── Reading text ──

Saturday, 30 October 2010

Words and Wigs

Time flies when you’re having fun. It doesn’t seem like two weeks since I last posted a blog. Now I’ve got to think of something really interesting to say. The truth is, now that I’m into a ‘normal’ work pattern exciting things don’t happen as frequently so it took much head scratching to get up and running. However, what is now quite normal to me will still seem alien to you.
Thought I’d post a picture of one of my classes, all happy and smiling. I’d obviously not started the lesson by then. Fast forward an hour and a half and they’re all drifting off into the land of nod. One of the tasks this week was to write a brief paragraph about themselves so that we could assess their writing ability. I had to titter at some of the spellings. Somebody loved to read ‘nobels’ (novels), one cheeky chappy enjoyed ‘creaking’ (cracking) jokes and one young lady’s most memorable time was her ‘weeding’ day (I don’t think I need to translate that one). The shop signs are just as comical we have one that sells ‘spear parts’ (spare parts). Or was it correct the first time, I haven’t actually been inside. There is also a video shop that advertises ‘A Closet for Elders’. We haven’t worked out whether or not it is somewhere you just sit down and have a rest, a cubicle to watch porno films or a special loo for incontinent customers. Maybe I’ll try it out one day as I’m sure they class me as an elder as I often get yelled at across the street ‘How are you boss lady!’

Our compound landlord, Mr Touray, who lives and breathes football, is also the manager of the teacher’s regional football team. Being very loyal tenants we went along and supported his team. We seemed to stick out like sore thumbs, toubabs and the only females there. We obviously brought them good luck as they won against all odds and survived a pitch invasion from a lost goat. You see I told you life was exciting.

───

* Prompt 1 *
Summarize the blog post in two sentences.
* Prompt 2 *
List every line of the records that contains the string "mountain", treating uppercase and lowercase as different.
The blog post and the records have no connection to each other.

── Information provided ──

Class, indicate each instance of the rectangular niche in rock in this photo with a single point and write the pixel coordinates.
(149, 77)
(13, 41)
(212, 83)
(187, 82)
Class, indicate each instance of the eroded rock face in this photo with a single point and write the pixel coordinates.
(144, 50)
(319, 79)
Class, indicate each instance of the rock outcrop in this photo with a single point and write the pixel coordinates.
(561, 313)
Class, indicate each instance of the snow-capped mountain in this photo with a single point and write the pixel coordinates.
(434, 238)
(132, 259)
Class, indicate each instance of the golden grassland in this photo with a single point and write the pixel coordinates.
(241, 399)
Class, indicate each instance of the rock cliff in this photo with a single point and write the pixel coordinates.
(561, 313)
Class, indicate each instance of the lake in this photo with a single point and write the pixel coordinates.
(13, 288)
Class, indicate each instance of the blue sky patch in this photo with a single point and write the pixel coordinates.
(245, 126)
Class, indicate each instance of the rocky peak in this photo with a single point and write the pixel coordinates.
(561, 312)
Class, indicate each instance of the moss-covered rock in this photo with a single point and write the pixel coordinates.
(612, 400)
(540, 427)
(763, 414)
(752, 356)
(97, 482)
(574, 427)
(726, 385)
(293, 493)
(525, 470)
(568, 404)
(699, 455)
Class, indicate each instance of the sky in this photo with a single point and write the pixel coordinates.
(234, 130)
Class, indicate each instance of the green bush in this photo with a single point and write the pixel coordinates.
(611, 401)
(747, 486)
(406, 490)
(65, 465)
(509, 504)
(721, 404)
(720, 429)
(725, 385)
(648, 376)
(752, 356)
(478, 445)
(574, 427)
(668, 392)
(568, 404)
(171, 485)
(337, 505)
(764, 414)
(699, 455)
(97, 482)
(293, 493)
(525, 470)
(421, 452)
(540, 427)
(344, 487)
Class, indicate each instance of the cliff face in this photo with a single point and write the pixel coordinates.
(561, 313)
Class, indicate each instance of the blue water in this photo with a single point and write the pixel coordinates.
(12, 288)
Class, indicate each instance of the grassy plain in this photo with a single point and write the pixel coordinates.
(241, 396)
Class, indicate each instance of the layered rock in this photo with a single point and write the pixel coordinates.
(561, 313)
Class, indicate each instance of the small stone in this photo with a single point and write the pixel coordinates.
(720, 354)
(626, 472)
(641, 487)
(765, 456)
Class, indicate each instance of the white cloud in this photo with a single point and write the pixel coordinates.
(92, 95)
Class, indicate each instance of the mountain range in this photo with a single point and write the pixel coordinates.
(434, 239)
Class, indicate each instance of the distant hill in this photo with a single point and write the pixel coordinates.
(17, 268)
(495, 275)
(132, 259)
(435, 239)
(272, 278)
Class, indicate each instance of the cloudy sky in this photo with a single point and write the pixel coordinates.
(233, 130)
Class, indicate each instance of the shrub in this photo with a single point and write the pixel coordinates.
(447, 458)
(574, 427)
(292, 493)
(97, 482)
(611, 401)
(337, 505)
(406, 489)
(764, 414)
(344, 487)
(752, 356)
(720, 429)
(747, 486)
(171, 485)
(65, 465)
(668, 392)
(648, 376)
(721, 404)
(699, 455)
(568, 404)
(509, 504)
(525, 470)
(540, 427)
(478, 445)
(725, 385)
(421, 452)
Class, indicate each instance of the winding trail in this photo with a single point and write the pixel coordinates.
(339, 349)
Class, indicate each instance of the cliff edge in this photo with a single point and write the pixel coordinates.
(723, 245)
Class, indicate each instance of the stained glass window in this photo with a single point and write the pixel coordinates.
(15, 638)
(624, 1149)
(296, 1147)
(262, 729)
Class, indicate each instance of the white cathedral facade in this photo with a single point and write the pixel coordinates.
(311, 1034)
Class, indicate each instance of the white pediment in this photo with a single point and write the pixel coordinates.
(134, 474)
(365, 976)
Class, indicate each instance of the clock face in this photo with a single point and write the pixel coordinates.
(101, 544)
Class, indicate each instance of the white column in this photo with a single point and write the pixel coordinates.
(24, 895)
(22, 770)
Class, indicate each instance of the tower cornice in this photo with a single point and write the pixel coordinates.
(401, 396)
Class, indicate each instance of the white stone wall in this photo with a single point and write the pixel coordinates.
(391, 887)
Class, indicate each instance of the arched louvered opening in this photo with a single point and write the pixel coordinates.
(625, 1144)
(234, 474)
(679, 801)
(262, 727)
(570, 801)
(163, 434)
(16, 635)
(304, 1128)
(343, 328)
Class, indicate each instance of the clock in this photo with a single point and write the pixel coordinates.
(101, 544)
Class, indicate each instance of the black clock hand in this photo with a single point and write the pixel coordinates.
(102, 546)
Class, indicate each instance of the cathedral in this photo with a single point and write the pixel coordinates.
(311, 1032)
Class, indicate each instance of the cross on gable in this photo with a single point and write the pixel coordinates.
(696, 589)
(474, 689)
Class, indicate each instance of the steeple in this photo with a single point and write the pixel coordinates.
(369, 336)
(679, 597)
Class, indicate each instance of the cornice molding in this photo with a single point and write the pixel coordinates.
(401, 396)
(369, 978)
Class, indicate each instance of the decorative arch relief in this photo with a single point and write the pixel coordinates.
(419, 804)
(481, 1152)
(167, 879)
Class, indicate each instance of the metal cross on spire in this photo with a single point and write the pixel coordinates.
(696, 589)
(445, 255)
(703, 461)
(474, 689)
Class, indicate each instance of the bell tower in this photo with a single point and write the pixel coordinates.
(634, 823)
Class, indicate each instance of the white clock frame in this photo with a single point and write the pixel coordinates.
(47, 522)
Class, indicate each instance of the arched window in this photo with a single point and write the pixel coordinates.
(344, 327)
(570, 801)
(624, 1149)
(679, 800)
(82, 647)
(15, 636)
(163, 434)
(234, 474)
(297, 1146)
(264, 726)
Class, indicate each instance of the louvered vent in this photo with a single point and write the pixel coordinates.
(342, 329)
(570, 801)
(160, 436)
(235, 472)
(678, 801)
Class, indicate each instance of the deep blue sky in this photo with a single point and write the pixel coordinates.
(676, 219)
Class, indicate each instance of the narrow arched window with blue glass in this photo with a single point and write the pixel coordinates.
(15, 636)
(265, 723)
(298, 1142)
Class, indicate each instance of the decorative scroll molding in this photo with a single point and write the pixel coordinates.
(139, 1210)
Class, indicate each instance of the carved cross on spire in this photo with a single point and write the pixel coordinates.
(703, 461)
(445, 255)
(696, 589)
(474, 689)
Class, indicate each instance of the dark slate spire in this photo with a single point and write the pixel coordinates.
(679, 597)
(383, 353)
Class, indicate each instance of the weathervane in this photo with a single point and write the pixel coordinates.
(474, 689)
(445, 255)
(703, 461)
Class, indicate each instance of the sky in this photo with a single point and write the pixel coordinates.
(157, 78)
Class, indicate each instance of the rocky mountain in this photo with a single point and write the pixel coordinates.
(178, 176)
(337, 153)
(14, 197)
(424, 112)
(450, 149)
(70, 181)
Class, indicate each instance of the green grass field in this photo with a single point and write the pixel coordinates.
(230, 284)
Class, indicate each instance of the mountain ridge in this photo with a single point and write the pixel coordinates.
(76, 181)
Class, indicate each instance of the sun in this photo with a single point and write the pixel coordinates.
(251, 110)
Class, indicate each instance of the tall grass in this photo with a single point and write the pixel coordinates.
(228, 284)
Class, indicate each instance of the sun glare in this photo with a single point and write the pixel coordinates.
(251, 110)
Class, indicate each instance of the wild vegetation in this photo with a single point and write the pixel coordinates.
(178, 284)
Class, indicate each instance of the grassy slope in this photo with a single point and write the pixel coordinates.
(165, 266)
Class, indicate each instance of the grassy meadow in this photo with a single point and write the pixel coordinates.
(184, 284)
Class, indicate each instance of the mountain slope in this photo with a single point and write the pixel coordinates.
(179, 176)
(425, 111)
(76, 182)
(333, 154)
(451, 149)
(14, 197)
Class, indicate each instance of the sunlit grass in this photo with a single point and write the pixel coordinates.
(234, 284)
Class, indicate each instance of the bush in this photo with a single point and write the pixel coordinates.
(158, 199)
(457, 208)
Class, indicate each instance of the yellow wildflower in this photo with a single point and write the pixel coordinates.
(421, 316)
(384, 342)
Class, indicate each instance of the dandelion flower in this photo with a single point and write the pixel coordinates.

───

* Reply 1 *
Now settled into a normal work pattern, the writer describes comical misspellings in students' short paragraphs about themselves and odd shop signs such as "spear parts" and "A Closet for Elders." The writer also tells of going with others to support landlord Mr Touray's regional teachers' football team, which won against all odds and survived a pitch invasion by a lost goat.

* Reply 2 *
Class, indicate each instance of the snow-capped mountain in this photo with a single point and write the pixel coordinates.
Class, indicate each instance of the mountain range in this photo with a single point and write the pixel coordinates.
Class, indicate each instance of the rocky mountain in this photo with a single point and write the pixel coordinates.
Class, indicate each instance of the mountain ridge in this photo with a single point and write the pixel coordinates.
Class, indicate each instance of the mountain slope in this photo with a single point and write the pixel coordinates.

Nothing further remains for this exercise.